> **What needs to be done**:
Copy every item below line for line, changing nothing.

> **Supplied records**:
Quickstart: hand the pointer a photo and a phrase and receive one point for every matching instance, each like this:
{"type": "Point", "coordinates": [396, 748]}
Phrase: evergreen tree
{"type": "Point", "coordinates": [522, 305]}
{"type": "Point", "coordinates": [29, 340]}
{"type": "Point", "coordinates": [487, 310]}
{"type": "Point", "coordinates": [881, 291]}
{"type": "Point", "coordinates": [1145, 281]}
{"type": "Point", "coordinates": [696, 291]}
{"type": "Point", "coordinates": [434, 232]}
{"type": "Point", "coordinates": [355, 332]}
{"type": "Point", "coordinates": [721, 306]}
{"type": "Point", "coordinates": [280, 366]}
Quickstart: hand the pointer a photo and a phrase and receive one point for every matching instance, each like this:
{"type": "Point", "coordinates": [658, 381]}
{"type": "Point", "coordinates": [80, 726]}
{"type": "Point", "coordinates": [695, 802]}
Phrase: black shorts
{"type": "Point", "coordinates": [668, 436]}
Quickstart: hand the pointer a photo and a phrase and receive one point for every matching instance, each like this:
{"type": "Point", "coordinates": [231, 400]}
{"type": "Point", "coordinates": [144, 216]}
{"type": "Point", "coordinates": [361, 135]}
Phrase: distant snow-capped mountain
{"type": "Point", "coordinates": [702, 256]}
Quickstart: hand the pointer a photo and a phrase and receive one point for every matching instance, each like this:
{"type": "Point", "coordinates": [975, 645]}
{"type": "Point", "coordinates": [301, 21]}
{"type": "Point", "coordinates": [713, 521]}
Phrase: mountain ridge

> **Solution for this task**:
Quickstart: hand the pointer a photo and a phrase and receive one point for every matching instance, each like this:
{"type": "Point", "coordinates": [396, 748]}
Phrase: evergreen tree
{"type": "Point", "coordinates": [522, 305]}
{"type": "Point", "coordinates": [29, 340]}
{"type": "Point", "coordinates": [487, 310]}
{"type": "Point", "coordinates": [881, 291]}
{"type": "Point", "coordinates": [1145, 281]}
{"type": "Point", "coordinates": [696, 291]}
{"type": "Point", "coordinates": [434, 232]}
{"type": "Point", "coordinates": [355, 332]}
{"type": "Point", "coordinates": [721, 306]}
{"type": "Point", "coordinates": [280, 366]}
Quickstart: hand the pointer a photo and a phrase and receive one point for every matching instance, each like this:
{"type": "Point", "coordinates": [658, 381]}
{"type": "Point", "coordinates": [80, 726]}
{"type": "Point", "coordinates": [695, 802]}
Phrase: black shorts
{"type": "Point", "coordinates": [668, 436]}
Quickstart: hand the pointer a photo and a phrase and receive one point for every matching instance, each like this:
{"type": "Point", "coordinates": [231, 400]}
{"type": "Point", "coordinates": [144, 216]}
{"type": "Point", "coordinates": [361, 135]}
Phrase: distant snow-capped mountain
{"type": "Point", "coordinates": [702, 256]}
Quickstart: hand the pointer a photo and a phrase and receive one point for every matching instance, each like this:
{"type": "Point", "coordinates": [975, 645]}
{"type": "Point", "coordinates": [301, 21]}
{"type": "Point", "coordinates": [713, 521]}
Phrase: mountain ridge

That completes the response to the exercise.